Render the listing below as a JSON list of strings, one string per line with blank lines left out. Start at its first line and continue through the line containing "[89, 220, 540, 293]", including that line.

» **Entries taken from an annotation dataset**
>> start

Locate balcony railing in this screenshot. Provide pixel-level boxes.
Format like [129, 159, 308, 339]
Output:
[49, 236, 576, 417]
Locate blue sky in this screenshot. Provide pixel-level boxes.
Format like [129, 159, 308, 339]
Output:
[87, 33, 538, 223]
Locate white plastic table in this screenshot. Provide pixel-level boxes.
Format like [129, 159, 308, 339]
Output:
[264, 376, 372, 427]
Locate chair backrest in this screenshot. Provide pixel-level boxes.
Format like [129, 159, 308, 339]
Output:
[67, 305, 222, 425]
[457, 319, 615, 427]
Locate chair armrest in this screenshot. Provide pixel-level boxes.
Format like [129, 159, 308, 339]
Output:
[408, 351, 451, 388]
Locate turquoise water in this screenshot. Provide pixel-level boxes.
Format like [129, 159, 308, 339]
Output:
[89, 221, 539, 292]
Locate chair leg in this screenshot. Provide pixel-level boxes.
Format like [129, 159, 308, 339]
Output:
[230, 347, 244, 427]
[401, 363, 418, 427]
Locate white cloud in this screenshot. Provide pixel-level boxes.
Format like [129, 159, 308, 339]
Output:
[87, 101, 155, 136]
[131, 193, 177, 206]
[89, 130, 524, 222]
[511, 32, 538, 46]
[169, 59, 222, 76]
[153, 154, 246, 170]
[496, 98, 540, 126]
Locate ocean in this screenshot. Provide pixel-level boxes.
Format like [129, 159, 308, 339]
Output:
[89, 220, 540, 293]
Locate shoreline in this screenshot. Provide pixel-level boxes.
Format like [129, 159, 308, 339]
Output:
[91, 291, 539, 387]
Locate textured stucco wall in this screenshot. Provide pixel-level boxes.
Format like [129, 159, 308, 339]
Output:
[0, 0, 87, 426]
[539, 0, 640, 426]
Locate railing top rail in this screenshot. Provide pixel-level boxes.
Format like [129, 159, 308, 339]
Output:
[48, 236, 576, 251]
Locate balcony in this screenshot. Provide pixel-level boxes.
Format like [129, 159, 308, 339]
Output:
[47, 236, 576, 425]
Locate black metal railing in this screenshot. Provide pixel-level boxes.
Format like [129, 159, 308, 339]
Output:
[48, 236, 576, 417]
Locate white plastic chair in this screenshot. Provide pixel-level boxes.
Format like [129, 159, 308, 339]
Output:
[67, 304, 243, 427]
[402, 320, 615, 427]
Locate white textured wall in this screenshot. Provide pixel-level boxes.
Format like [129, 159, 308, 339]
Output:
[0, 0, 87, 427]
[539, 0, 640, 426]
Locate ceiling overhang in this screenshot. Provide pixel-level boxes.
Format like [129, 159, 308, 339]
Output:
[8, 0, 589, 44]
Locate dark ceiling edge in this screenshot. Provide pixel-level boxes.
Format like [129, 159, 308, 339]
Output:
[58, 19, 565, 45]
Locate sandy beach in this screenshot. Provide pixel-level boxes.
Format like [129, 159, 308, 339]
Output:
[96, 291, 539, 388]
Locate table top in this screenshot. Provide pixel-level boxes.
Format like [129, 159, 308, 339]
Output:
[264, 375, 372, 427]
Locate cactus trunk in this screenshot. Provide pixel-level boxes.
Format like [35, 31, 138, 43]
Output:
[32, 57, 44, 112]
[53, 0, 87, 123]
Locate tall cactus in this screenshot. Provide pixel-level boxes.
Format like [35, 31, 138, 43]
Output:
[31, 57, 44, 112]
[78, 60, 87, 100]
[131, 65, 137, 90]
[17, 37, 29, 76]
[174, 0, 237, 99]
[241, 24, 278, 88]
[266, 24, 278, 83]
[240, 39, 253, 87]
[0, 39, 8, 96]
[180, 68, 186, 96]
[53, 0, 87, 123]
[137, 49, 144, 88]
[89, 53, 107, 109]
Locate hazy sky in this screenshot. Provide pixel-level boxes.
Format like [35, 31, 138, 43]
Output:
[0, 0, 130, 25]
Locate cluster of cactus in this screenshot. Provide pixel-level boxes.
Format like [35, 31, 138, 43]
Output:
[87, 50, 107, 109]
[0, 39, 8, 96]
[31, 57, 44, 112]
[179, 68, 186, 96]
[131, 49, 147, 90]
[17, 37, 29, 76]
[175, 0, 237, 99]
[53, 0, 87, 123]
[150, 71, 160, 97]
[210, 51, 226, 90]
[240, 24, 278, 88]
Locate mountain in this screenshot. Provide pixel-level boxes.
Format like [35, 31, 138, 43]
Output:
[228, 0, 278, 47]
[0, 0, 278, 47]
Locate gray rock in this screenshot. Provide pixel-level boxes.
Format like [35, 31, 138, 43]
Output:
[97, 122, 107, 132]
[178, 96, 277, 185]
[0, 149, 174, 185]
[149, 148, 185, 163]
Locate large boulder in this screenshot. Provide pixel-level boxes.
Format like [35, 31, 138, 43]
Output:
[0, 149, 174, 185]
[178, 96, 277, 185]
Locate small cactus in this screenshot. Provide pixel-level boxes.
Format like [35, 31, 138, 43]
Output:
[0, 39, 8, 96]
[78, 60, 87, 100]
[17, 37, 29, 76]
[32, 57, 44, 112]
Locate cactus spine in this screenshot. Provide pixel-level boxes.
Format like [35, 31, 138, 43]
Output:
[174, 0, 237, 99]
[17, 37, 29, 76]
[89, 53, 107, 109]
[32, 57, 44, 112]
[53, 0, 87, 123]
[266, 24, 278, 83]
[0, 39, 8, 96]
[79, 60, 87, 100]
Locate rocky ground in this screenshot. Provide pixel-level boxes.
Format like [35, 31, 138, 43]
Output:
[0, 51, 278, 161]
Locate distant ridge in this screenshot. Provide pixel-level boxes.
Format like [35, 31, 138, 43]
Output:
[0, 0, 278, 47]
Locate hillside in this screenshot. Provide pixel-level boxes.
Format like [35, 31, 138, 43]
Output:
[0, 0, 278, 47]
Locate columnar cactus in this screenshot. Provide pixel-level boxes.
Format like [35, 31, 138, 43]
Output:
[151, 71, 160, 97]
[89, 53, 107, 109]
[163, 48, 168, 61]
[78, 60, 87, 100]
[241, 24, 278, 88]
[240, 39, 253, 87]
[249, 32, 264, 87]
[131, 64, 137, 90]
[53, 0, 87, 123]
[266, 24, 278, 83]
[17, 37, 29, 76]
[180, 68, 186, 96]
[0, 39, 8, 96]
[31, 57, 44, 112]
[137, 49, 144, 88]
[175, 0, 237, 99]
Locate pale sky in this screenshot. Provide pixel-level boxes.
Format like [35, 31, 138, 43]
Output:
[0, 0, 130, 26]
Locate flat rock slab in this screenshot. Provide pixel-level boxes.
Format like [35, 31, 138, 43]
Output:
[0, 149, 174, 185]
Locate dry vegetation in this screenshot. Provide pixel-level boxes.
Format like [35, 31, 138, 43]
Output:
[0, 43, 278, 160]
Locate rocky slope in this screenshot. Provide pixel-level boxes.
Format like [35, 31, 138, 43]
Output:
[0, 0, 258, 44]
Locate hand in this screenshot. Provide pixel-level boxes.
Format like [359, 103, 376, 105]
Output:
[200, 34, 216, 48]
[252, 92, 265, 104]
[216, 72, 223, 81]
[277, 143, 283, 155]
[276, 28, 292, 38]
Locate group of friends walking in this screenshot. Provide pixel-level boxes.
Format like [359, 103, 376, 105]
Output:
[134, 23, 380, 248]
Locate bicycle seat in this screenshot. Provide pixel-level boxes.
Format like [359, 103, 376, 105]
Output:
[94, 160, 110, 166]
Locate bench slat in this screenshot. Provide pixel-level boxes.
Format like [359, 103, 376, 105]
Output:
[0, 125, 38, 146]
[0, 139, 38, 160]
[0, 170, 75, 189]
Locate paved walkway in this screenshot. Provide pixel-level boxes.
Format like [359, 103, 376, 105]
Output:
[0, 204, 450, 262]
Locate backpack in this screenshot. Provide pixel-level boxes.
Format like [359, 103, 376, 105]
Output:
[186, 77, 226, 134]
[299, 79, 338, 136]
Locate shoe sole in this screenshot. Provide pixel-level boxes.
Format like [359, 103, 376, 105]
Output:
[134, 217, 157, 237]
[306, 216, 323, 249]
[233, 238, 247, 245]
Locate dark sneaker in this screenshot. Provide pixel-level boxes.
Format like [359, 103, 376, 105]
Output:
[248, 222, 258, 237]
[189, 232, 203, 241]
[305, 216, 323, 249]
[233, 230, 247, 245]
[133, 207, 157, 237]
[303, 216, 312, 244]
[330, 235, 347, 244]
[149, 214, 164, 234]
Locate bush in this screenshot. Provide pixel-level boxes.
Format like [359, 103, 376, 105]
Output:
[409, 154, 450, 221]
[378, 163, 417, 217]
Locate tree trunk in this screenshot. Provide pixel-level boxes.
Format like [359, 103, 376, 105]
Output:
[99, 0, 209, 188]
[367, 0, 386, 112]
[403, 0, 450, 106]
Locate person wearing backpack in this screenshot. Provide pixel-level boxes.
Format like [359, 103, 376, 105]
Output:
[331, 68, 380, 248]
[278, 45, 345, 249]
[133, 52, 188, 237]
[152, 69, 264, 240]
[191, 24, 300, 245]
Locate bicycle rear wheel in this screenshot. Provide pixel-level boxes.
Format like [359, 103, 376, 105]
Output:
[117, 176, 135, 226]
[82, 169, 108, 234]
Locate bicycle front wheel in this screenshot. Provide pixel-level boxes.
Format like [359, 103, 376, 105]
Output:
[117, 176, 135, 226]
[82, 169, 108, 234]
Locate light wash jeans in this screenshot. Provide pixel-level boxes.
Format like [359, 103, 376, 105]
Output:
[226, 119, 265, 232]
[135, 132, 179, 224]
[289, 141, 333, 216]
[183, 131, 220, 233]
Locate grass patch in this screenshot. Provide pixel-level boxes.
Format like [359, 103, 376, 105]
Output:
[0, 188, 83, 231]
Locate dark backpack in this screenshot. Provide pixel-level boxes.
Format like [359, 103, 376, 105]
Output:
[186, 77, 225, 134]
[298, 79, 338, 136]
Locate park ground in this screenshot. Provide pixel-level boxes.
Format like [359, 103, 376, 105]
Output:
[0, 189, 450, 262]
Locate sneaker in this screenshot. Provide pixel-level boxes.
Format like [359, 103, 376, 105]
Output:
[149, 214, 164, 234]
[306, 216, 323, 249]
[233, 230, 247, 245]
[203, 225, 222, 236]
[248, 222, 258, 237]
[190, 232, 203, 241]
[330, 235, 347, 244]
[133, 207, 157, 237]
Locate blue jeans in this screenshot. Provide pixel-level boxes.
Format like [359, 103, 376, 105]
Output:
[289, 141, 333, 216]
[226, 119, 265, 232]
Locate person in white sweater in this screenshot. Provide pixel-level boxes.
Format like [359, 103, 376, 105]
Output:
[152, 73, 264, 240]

>> end

» **SOLUTION FOR THIS TASK**
[
  "Locate balcony railing in this screenshot. Provide pixel-level boxes.",
  "Format like [129, 159, 308, 339]",
  "Output:",
  "[49, 236, 576, 417]",
  "Locate blue sky in this screenshot. Provide pixel-level boxes.",
  "Format like [129, 159, 308, 339]",
  "Output:",
  "[87, 33, 538, 223]",
  "Locate white plastic table in this screenshot. Provide pixel-level boxes.",
  "Format like [129, 159, 308, 339]",
  "Output:",
  "[264, 376, 372, 427]",
  "Locate chair backrest in this screenshot. Provide pixel-level boxes.",
  "Format like [129, 159, 308, 339]",
  "Output:",
  "[67, 305, 222, 425]",
  "[457, 319, 615, 427]",
  "Locate chair armrest in this screenshot. Provide pixel-level boxes.",
  "Format like [129, 159, 308, 339]",
  "Output:",
  "[408, 351, 451, 388]",
  "Locate turquoise water in this screenshot. Provide pixel-level boxes.",
  "Format like [129, 159, 308, 339]",
  "Output:",
  "[89, 221, 539, 292]",
  "Locate chair leg in this screenshot. Provide pixel-level boxes.",
  "Format like [129, 159, 308, 339]",
  "Output:",
  "[230, 347, 244, 427]",
  "[401, 363, 418, 427]",
  "Locate white cloud in this screenshot. Provide pixel-level boxes.",
  "Format like [129, 159, 308, 339]",
  "Output:",
  "[87, 101, 155, 136]",
  "[131, 193, 177, 206]",
  "[89, 130, 524, 222]",
  "[511, 32, 538, 46]",
  "[169, 59, 222, 76]",
  "[153, 154, 246, 170]",
  "[496, 98, 540, 126]",
  "Locate ocean in this screenshot. Provide pixel-level boxes.",
  "Format like [129, 159, 308, 339]",
  "Output:",
  "[89, 220, 540, 293]"
]